→ **Ketentuan Tugas**:
1 > Alihkan kalimat "Kesenjangan antara permintaan dan produksi daging sapi lokal terjadi tiap tahun akibat konsumsi yang terus meningkat." dari teks tentang harga daging sapi ke dalam bahasa Inggris.
2 > Teruskan teks tentang mahalnya harga daging sapi, mulai sesudah kalimat terakhir yang tercantum.

━━ Teks yang Diberikan

Masalah yang dihadapi masyarakat pada kali ini adalah mahalnya harga daging sapi di pasaran. Hal ini membuat pemerintah mencanangkan wacana subtitusi daging sapi ke daging kerbau. Akan tetapi banyak hal menjadi permasalahan dalam wacana tersebut. Oleh karena itu, dalam artikel ini akan membahas tentang permasalahan yang ada dalam program “Subtitusi Daging Sapi ke Daging Kerbau” dan menemukan penyelesaian masalah tersebut.

II.                Pembahasan
Dalam kasus ini kita dihadakan dengan permasalahan daging sapi yang semakin hari semakin mahal. Hal ini diperparah dengan adanya mafia daging sapi yang beredar di masyarakat. Akan tetapi, mahalnya daging sapi biasanya tidak diimbangi dengan pasokan daging baik. Akibatnya, banyak dari masyarakat yang menjual daging yang harusnya tidak dijual atau sudah busuk.
Kesenjangan antara permintaan dan produksi daging sapi lokal terjadi tiap tahun akibat konsumsi yang terus meningkat. Konsumsi daging sapi meningkat dari 1,95 kg/kapita (2007) menjadi 2 kg/kapita (2008) dan 2,24 kg/ kapita (2009) sehingga kebutuhan daging sapi dan jeroan meningkat dari 455.755 ton pada tahun 2008 menjadi 516.603 ton pada tahun 2009 (BPS dan Statistik Peternakan 2009). Kebutuhan daging sapi yang terus meningkat dan produksi daging sapi lokal yang masih berfluktuasi mendorong pemerintah untuk mengimpor daging dan sapi bakalan.

━━━━
━━ Cuplikan Data

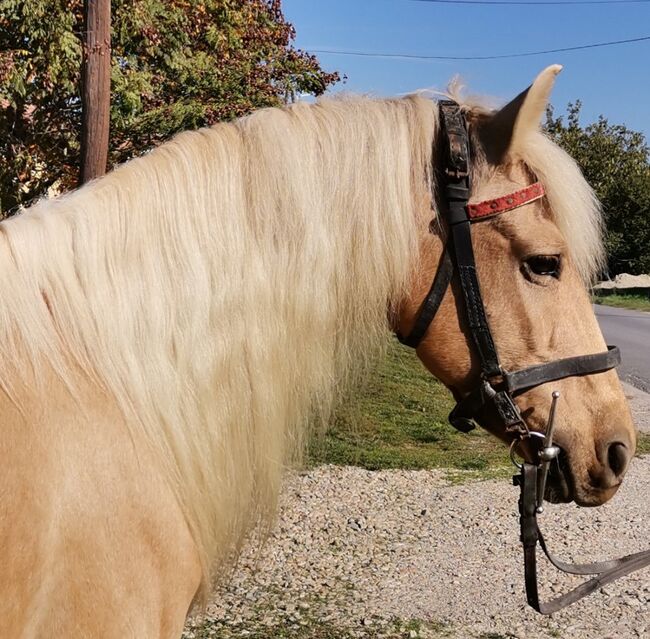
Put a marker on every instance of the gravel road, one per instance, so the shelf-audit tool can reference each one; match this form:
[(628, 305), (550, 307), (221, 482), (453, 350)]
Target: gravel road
[(407, 554)]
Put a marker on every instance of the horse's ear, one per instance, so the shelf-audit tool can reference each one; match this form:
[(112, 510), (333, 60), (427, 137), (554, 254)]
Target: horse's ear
[(504, 133)]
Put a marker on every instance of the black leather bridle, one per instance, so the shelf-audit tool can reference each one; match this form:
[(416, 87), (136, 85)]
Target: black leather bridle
[(499, 387)]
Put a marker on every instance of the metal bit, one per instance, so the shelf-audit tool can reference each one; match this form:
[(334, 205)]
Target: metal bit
[(547, 454)]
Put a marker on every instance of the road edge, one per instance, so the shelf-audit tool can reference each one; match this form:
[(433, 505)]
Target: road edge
[(640, 406)]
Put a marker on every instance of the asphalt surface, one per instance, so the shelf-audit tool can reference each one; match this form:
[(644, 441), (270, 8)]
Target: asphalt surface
[(630, 331)]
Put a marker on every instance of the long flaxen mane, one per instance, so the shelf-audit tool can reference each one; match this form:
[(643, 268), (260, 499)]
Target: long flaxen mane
[(223, 288)]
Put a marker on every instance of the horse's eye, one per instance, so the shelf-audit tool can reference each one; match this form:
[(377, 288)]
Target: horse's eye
[(544, 265)]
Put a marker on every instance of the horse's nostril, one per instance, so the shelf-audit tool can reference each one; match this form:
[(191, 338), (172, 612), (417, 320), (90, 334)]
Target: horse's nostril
[(618, 456)]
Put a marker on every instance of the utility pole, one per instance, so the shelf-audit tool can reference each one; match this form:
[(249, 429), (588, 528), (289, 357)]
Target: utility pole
[(95, 88)]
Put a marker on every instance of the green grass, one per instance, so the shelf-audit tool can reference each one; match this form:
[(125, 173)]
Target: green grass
[(399, 420), (633, 302), (643, 444)]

━━━━

→ **Jawaban Latihan**:
1 > The gap between demand and local beef production occurs every year due to continuously rising consumption.

2 >
Oleh karena itu, pemerintah berusaha menutupi pasokan daging sapi yang kurang tersebut dengan cara mengimpor daging sapi dari luar negeri. Selain mengimpor daging sapi pemerintah juga berusaha mencoba berbagai cara untuk memmenuhi pasokan daging, salah satunya dengan cara melakukan subtitusi daging sapi ke daging kerbau. Sebenarnya, daging kerbau sudah dikenal masyarakat namun hanya dikenal di daerah tertentu saja. Tujuan pemerintah menggunakan daging kerbau karena ciri daging yang tidak jauh berbeda dengan daging sapi dan juga dapat meningkatkan selera masyarakat terhadap daging kerbau.
Upaya swasembada daging sangat relevan untuk ketahanan pangan dengan mengurangi impor sampai 90% dari kebutuhan (Sudarjat 2003). Impor daging dimaksudkan untuk mengisi kekurangan pasokan agar harga daging terjangkau oleh masyarakat. Penetapan harga tertinggi bertujuan untuk melindungi konsumen, namun di sisi lain dapat menjadi disinsentif bagi peternak untuk memelihara sapi. Tingginya peningkatan konsumsi daging sapi setiap tahun perlu diikuti dengan upaya peningkatan produksi daging antara lain dengan mengembangkan usaha peternakan sapi (Akhmad 2010). Oleh karena itu, perlu ada target produksi dan konsumsi yang seimbang agar swasembada daging sapi dapat terwujud.
Selain itu, pengembangan kerbau untuk alternatif pengganti daging sapi atau bisa untuk menutupi kekurangan daging sapi. Pengembangan ini dapat dimulai dengan cara memperbaiki kualitas anakan dari induk kerbau. Hal ini juga tidak terlepas dari pasokan pakan yang penuh nutrisi untuk kerbau maupun sapi. Maka dari itu, utuk melancarkan program pemerintah tersebut perlu adanya penyuluhan-penyuluhan terhadap peternak sapi maupun kerbau.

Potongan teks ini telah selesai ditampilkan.